取り組む課題 =>
[a] 引用テキストによると、Peal & Co.が閉店したのは何年か答えなさい。
[b] 引用テキストに基づき、Peal & Co.の名前を聞いたことがある人もいるかもしれないとされている理由を説明しなさい。
[c] 引用テキストの「Peal & Co.とは1791年に創業したイギリスのビスポークブーツメーカーです。」という文を英語に訳しなさい。

ビスポークブーツメーカーPeal & Co.(ピール&コー)
Peal & Co.という名前をご存知でしょうか?
Peal & Co.とは1791年に創業したイギリスのビスポークブーツメーカーです。
1965年に閉店するまでにジョージ5世や皇太子時代のウィンザー公からロイヤルワラントを授かり、世界各国の著名人や王室のために靴を作っていました。
ブルックスブラザーズとのダブルネームの既成靴で名前を聞いたことがある人もいるかもしれませんね。
しかし、その歴史の長さや評価の高さにも関わらず、一体どのようなメーカーだったのか、どのようなビスポークシューズを作っていたのかあまり知られていません。
Peal & Co.について調べている中で、1人の男性に辿りつきました。創業者Samuel Peal(サミュエル・ピール)氏直系の子孫であり、最後の経営者John Rodney Peal(ジョン・ロドニー・ピール)氏のご子息であるBernard Peal(バーナード・ピール)氏です。
今回、幸いなことにバーナード氏に詳しいお話を聞くことが出来ました。
記事の前半では歴史を深く掘り下げ、後半では氏へのインタビューをご紹介します。
Peal & Co.の歴史を紐解く
Peal & Co.の長い歴史の幕開けは1791年にまで遡ります。創業者のサミュエル・ピール氏はイングランド北部のダービシャー出身の靴職人で、ロンドンのStepney Green(ステプニーグリーン)にお店を開きます。
同年には防水加工革を発明し特許を取得。店舗を街中に近い7 Frederik Place Tottenham Court Road(トッテナムコートロード付近フレデリックプレイス 7番地)に移します。

与えられたデータ =>

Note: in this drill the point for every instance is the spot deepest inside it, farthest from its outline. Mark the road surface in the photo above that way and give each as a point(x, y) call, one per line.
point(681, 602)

課題ごとの解答 =>
[a] 1965年です。

[b] Peal & Co.はブルックスブラザーズとのダブルネームで既成靴を出していました。そのため、その靴を通じて名前を聞いたことがある人もいるかもしれないとされています。

[c] Peal & Co. is a British bespoke boot maker founded in 1791.